Requirement 1:
Please write out the part of the passage on degrees and wages below that begins at the words "I was raised" and stops after "rest of time.".
Requirement 2:
Pick up the passage on degrees and wages below after its final sentence and keep writing it.
━━━━━ Supplied text
Once upon a time in America, a man or woman could live a decent life that didn’t require multiple degrees to earn a good salary. I have often shared over the years the story of my maternal grandparents who were solidly middle class despite holding factory jobs. They had savings, a home, an annual vacation to Jamaica and the family homestead in Texas. Now their two grandchildren hold five degrees between the two of them (2 undergraduate degrees and 3 masters degrees) and barely get by in this brave new world.

I was raised to believe that if I worked hard, I would get ahead; instead I have worked hard at places where despite my sacrifices and hard work, in the end I was disposable. I have seen my cost of living rise as the wages remain stagnant. The dreams I had even at 30 are pretty much shattered and in my private and real moments, I can admit that I will probably die before I retire. In fact I should hope for that, since at the current rate of things, my retirement will be spent being a drain on my children and hoping that programs like Meals on Wheels still exist so that I can get one good meal a day as I supplement with kitty chow the rest of time.
━━━━━━━━━━
━━━━━ Information shown
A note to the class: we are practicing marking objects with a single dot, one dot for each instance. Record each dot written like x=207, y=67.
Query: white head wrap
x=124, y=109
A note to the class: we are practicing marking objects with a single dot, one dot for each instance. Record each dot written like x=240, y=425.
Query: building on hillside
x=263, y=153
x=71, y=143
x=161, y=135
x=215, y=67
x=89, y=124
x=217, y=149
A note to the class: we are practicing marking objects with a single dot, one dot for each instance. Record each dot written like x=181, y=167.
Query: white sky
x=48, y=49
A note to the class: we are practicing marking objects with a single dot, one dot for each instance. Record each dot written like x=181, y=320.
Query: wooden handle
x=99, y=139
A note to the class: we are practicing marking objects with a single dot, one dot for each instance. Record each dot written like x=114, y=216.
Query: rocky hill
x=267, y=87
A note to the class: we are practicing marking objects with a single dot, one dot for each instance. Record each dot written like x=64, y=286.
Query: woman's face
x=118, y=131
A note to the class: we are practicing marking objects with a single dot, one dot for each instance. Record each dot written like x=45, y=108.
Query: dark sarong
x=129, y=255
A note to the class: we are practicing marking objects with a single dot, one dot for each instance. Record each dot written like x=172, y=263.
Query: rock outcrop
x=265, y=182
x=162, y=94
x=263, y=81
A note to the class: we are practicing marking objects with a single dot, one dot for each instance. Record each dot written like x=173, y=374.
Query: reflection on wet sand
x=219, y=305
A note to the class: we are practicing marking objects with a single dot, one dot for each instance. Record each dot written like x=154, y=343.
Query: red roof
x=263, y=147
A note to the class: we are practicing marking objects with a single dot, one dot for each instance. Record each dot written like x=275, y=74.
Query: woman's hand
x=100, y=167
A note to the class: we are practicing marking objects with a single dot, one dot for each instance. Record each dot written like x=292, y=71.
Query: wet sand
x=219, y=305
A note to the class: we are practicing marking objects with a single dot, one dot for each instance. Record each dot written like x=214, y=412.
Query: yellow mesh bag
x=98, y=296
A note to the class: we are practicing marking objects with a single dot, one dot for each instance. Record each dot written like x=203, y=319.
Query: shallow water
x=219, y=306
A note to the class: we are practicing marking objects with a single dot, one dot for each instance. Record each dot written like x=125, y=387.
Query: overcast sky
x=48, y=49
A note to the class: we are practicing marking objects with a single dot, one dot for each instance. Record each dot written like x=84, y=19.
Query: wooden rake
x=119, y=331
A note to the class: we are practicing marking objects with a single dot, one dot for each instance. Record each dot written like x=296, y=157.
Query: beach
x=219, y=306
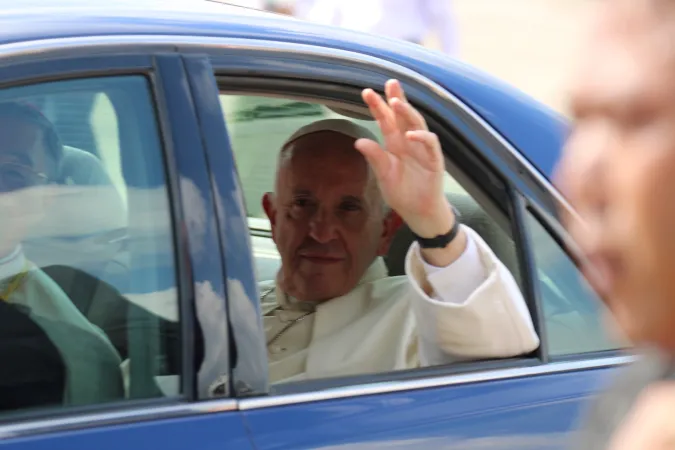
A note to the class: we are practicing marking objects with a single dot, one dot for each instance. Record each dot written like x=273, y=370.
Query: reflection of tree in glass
x=291, y=109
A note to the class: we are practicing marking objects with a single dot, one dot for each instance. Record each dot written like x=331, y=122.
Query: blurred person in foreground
x=410, y=20
x=623, y=100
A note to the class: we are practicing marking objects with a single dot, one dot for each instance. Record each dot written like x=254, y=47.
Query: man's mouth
x=321, y=259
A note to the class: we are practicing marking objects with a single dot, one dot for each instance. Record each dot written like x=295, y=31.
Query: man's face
x=24, y=163
x=619, y=166
x=327, y=217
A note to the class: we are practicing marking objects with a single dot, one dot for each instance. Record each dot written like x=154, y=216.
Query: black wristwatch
x=442, y=240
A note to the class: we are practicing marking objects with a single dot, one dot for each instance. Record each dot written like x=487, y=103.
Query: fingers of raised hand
x=378, y=159
x=407, y=117
x=380, y=110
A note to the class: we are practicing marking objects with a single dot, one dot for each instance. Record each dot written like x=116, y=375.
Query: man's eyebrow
x=352, y=198
x=301, y=192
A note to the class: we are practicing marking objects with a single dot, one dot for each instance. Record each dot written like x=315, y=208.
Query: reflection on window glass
x=87, y=276
x=574, y=315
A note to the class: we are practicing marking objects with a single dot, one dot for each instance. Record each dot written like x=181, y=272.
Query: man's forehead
x=323, y=159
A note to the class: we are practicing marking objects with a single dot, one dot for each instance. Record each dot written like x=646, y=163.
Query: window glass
x=573, y=313
x=258, y=126
x=256, y=151
x=86, y=246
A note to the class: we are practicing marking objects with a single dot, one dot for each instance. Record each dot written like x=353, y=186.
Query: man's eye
x=350, y=207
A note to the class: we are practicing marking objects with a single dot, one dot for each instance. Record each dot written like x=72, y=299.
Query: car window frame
x=32, y=64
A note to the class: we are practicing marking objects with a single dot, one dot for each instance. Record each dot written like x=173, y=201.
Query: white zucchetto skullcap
x=341, y=126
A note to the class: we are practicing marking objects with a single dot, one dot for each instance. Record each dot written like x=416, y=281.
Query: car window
x=573, y=313
x=258, y=125
x=255, y=154
x=86, y=246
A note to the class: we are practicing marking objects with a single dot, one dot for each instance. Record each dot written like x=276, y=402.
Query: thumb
x=376, y=156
━━━━━━━━━━
Your response 1:
I was raised to believe that if I worked hard, I would get ahead; instead I have worked hard at places where despite my sacrifices and hard work, in the end I was disposable. I have seen my cost of living rise as the wages remain stagnant. The dreams I had even at 30 are pretty much shattered and in my private and real moments, I can admit that I will probably die before I retire. In fact I should hope for that, since at the current rate of things, my retirement will be spent being a drain on my children and hoping that programs like Meals on Wheels still exist so that I can get one good meal a day as I supplement with kitty chow the rest of time.

Your response 2:
As dire as this sounds, millions have it even worse, millions who didn’t rack up hundreds of thousands of dollars in student loan debt just to lick at the counter of the “middle class”…millions who, like my dad, have worked hard and are now redundant and shit out of luck in an ever changing world where a smartphone is no longer a “luxury” item but a necessity in a world where you barely can even find a payphone. (Few weeks ago, my phone started acting up, I went to look for a payphone…it was a cruel wakeup call).

The economic calamity facing millions of Americans in many ways is what lies at the heart of this election year angst. The dreams that we were raised with were really only fairy tales since few people have ever stood on their own merit to advance. Almost always a connection or luck involving more than hard work has been at play but that goes against the feel-good Horatio Alger story we have been fed.  Throw in the very secretive nature of money in our society and we create a recipe for disaster. Since it is always easier to imagine that someone has it easier or is getting something that we believe we are entitled to (false beliefs that people of color are getting “free” college educations, anyone?) than to see that we are actually all in the same slow sinking economic boat and that only a few of the very fortunate are prospering.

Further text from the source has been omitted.